Data listing:

==================================================

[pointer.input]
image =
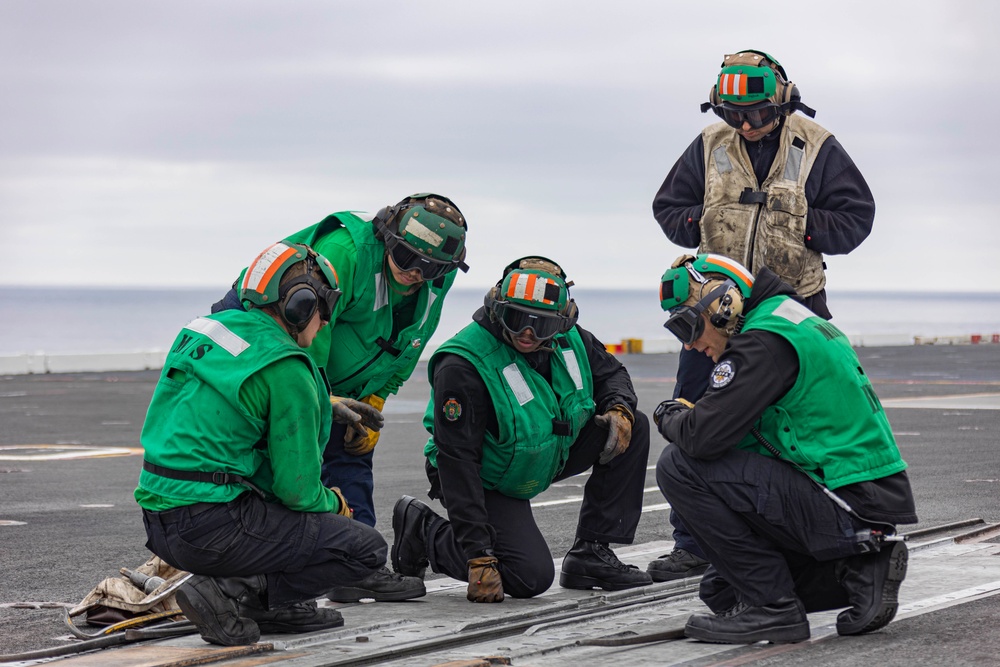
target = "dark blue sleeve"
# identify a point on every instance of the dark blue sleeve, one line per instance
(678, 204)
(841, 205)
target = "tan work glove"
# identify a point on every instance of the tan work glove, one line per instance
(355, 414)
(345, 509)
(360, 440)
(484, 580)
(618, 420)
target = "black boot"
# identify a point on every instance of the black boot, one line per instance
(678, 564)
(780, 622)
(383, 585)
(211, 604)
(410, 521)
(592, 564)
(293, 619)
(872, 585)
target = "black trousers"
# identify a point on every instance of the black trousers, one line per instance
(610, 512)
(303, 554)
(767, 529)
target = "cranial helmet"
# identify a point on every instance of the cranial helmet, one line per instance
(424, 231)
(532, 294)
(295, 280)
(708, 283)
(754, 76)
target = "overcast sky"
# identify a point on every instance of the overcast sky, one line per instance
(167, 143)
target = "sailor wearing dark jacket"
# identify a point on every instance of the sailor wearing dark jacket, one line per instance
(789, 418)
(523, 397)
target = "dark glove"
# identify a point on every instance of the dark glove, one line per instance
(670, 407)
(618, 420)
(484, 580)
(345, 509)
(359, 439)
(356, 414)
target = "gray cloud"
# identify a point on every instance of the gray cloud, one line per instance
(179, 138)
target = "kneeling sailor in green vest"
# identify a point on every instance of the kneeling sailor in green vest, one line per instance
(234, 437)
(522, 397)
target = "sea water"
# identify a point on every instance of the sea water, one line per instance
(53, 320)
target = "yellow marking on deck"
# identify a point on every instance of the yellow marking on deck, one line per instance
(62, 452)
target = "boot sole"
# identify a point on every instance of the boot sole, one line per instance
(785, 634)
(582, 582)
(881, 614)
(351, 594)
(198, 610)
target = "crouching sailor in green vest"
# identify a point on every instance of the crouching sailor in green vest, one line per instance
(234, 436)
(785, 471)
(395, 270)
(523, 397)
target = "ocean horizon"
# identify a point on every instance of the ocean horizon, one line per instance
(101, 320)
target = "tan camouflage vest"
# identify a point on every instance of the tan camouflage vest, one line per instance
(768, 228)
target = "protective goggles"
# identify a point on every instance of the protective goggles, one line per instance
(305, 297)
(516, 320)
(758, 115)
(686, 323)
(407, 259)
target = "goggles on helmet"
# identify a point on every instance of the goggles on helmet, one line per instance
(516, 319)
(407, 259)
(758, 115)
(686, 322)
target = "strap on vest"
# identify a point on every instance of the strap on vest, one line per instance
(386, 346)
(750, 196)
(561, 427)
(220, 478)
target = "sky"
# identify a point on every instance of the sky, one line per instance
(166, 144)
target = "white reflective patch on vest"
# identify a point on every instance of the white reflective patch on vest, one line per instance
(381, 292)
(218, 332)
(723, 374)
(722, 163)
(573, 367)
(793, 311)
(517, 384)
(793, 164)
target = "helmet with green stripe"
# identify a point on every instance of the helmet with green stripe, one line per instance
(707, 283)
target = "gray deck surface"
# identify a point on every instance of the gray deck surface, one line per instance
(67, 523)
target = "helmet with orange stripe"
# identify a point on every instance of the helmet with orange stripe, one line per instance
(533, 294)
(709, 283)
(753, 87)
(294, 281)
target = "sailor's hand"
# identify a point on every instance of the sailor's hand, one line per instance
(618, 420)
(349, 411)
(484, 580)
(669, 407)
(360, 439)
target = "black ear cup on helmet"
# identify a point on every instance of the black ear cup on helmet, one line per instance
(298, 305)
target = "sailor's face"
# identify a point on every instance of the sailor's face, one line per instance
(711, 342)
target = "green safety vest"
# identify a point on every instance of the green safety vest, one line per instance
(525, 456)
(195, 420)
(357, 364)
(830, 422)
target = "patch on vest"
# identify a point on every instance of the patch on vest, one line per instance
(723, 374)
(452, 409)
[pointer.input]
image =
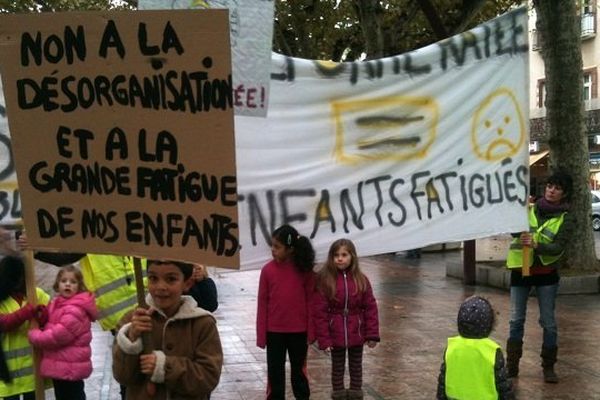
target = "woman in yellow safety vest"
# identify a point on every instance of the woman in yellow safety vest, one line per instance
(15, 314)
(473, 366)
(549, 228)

==================================================

Each line of the material must be retyped exactly, except that images are omitted.

[pointer.input]
image =
target = "dark blue sleeve"
# identify a point on every instance of the dark blue sleeve, one line per instance
(678, 204)
(841, 205)
target = "tan work glove"
# identify a point on every instance of the tan work glove, one line per instance
(355, 414)
(345, 509)
(360, 440)
(484, 580)
(618, 420)
target = "black boot"
# identify a point on every instance of the black boot, one line per instance
(678, 564)
(780, 622)
(383, 585)
(211, 604)
(410, 521)
(592, 564)
(293, 619)
(872, 585)
target = "black trousers"
# identify a point on every instance of the black trousers, one line per instance
(610, 512)
(303, 554)
(767, 529)
target = "cranial helmet"
# identify a point on every instance of the cranial helmet, one line per instance
(424, 231)
(532, 294)
(295, 280)
(708, 283)
(754, 76)
target = "overcast sky"
# identify a point on every instance of the overcast sky, one line per instance
(167, 143)
target = "sailor wearing dark jacket"
# identify a point on every instance of the sailor wearing dark jacket, one line per instance
(789, 418)
(523, 397)
target = "dark glove"
# identify a point on every instance of the dark glove, one line per instance
(670, 407)
(618, 420)
(484, 580)
(345, 509)
(359, 439)
(356, 414)
target = "gray cloud"
# identify a point on every instance of the gray cloud, one line per instance
(179, 138)
target = "kneeling sailor in green vest"
# identify a point on every instance of the kneeling sailor in green vest, one line per instance
(234, 437)
(522, 397)
target = "sea water"
# identify a point on every instance of the sea water, one line per instance
(53, 320)
target = "yellow marking on deck"
# identify a point on every instance of the yellow marking on deck, one line per instance
(62, 452)
target = "boot sole"
# identify a point on every instance of the boot sole, one line per instance
(785, 634)
(582, 582)
(881, 614)
(351, 594)
(198, 610)
target = "crouching sailor in green vest"
# identify a point on every instance of the crouching sailor in green vest, one line per instance
(234, 436)
(785, 471)
(395, 270)
(523, 397)
target = "ocean horizon"
# identify a point on every instance of the ocean horizon, one line per instance
(101, 320)
target = "tan camouflage vest"
# identify a point on every instance of the tan camouflage vest, one line per instance
(768, 228)
target = "protective goggles"
# identify a point on every instance of the protective goggles, one line per instance
(305, 297)
(516, 320)
(758, 115)
(686, 323)
(407, 259)
target = "goggles on helmet"
# identify a point on every instance of the goggles on helmet, one line per instance
(516, 319)
(407, 259)
(758, 115)
(686, 322)
target = "strap on vest"
# identify a point on every instance of the strap on vest, one line per instance
(386, 346)
(750, 196)
(561, 427)
(220, 478)
target = "sky"
# identify a point on every instance of the sky, one line per instance
(166, 144)
target = "white reflective patch on vest"
# identify a point on every instance of the white reflective patch on vest, one line per instance
(381, 292)
(218, 332)
(723, 374)
(722, 163)
(573, 367)
(793, 311)
(517, 384)
(793, 164)
target = "helmet with green stripe"
# identify a point on every instance of the helmet with green stripe, one line per instance
(707, 283)
target = "gray deck surface"
# identify a point on every instance of the gray deck surface, one line per instance
(67, 523)
target = "helmet with orange stripe"
# identify a point on every instance of the helmet with orange stripe, one line per instance
(533, 294)
(709, 283)
(753, 87)
(294, 281)
target = "sailor's hand"
# identify a point on every instance of the sailor's hand, one line per instance
(618, 420)
(349, 411)
(484, 580)
(669, 407)
(360, 439)
target = "black ear cup on helmet"
# identify a point on every instance of the black ear cup on helmet, one line per instance
(298, 305)
target = "sailor's face"
# identify a point on every instance of the sailor's face, one line per instance
(711, 342)
target = "green safety vest"
# identify a point on every instance of the green safety vest, one line per instance
(525, 456)
(195, 420)
(357, 364)
(830, 422)
target = "patch on vest"
# identify a point on every instance of the patch on vest, one line per instance
(723, 374)
(452, 409)
[pointer.input]
image =
target = "woman in yellow safety vest"
# identify a point on every instance of the woman in yellow safety vest, one line per instance
(15, 314)
(473, 366)
(549, 228)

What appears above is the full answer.